> _ACTIVITY_: Reproduce every record below word for word and include no pictures.

== == ==

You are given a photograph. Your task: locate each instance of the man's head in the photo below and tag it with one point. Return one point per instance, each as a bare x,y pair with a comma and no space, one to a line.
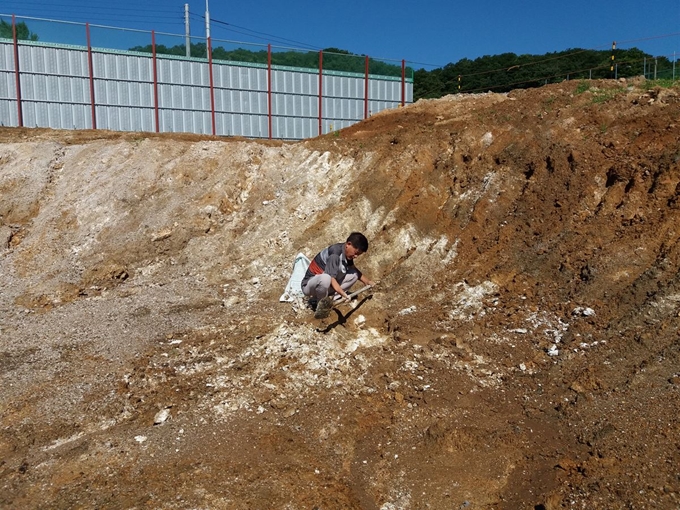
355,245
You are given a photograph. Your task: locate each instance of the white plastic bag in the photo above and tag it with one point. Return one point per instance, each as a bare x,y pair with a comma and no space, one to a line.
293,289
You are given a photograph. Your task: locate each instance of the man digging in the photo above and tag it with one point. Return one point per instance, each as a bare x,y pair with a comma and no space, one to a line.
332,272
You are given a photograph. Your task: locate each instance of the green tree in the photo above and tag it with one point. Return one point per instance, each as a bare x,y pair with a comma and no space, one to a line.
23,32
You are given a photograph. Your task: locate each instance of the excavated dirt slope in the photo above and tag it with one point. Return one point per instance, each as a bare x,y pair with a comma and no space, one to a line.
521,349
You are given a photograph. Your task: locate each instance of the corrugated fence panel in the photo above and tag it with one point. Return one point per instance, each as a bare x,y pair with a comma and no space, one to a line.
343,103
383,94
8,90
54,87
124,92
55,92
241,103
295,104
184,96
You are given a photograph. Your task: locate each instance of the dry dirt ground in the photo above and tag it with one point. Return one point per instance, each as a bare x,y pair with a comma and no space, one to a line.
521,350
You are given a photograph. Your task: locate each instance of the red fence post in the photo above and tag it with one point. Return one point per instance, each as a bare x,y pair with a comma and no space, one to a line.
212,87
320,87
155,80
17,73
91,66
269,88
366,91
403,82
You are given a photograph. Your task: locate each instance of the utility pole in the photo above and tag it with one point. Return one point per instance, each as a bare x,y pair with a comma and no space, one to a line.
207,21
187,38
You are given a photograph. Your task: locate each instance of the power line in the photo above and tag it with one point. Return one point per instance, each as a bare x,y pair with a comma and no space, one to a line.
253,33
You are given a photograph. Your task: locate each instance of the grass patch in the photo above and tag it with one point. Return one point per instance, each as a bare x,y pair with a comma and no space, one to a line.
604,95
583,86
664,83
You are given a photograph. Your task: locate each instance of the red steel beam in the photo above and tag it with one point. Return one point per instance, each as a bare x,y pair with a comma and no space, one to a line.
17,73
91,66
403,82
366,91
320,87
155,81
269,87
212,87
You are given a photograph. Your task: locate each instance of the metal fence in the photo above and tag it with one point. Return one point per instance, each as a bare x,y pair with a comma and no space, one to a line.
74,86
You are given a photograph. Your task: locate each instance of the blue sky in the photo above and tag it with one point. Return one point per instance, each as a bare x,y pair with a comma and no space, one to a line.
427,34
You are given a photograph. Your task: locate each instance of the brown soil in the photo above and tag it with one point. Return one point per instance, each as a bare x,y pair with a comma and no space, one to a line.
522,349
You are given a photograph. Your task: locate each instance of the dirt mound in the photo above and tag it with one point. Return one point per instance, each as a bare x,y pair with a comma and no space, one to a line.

== == ==

> _TASK ANSWER_:
You are given a photograph. Your task: locate each instance of the man's head in the photo below and tag it with one point. Return one point per instance, each as a bare x,y pair with a comma and no space, one to a line.
355,245
You are given a photograph. Your task: locate each instance of the white plastic bag in the photo above and tag it with one point. Return one point per instance, each as a bare x,y pair with a comma and no space, one to a line.
293,289
You are given a photograph. Your task: locate each instance of the man digging in the photo above and tag it with one point. Return one point per instance, each as a bare x,y pair with a comma and no space, one to a line.
332,272
You are given a photograph. Your task: locate each instance of the green tree in the photo above and tag it with one point. Return one point per instance, each as a bare x,y pair with a comma and no space, one to a line.
23,32
You are given a photograph. Your task: locate each instance of the excavated dirt slope in the photo above and tag it with one point. Return one point per instance, each as a bare x,y pair with a comma and no space, one to a line.
521,349
You are given a photograph. Your task: locate each instance of the corrugated fence panel in the photo above and tag it with one point. Return one point per instance, each as a bare x,y pair with a comma and no space, one to a line.
343,103
383,94
8,90
54,87
124,92
55,92
241,103
295,104
184,96
You are given a photograph. Your task: locate each instance of the dry dirt ground in the photo above and tag it with one point. Return one point per instance, each as a bare x,y pair with a comma and no space, one to a line.
521,350
You are given a photograph. Your task: locate each instance of the red fence post in the photo above and tag it with one point. Return one point per instance, each as a bare x,y pair with a comma and no space, one to a line.
212,87
320,87
155,80
17,73
91,66
269,88
366,91
403,82
You are given a photograph. Your task: locate each instance of the utility pole in the photo above and tag it with one point. Return one point per instance, each as a bare x,y pair with a comma and no space, one to a line.
207,21
187,38
You are given a photograph. Your task: locate each instance of the power line in the photo above and tag it with one point. Return one point per instance, each as a bare x,y pair with a comma and no space, one to a line.
253,33
You are given a photograph. Your task: locate each instance of the grass patch in the photo above and tag it with one point. Return one point per instance, each as a bare x,y pair with a comma and no space, one to a line.
604,95
583,86
664,83
You are given a photograph. Your task: locate each instance of the red steel beam in the photo above and tag it with one point. Return one point per instance, each as a bare x,y pair with a comma and no space, one to a line.
17,73
91,66
403,82
366,91
320,87
155,81
269,87
212,87
You are given a photograph. Your task: locate each instance of the metal fence in the photo above and tag it with one point. Return one point per instance, each as a bare x,y pair with a comma and no space, one to a line.
74,86
You are given a photograph. Your task: locate each instance of the blue sky in the photo above and tag it with one point. Return one point per instance, each as a bare x,y pair with a comma and no space, one to a line.
427,34
You are given a photograph. Your task: locate each instance of the brown soil in the photo above and tag it with one point. Return one point per instance, each as a bare x,y pair with a comma and no space, one to a line.
522,349
You are given a photograph. Your task: locate each instance of the dirt mound in the photo above and tag it with one point. Return one point per instance, each as a bare x,y pair with a comma and no space, one to a line.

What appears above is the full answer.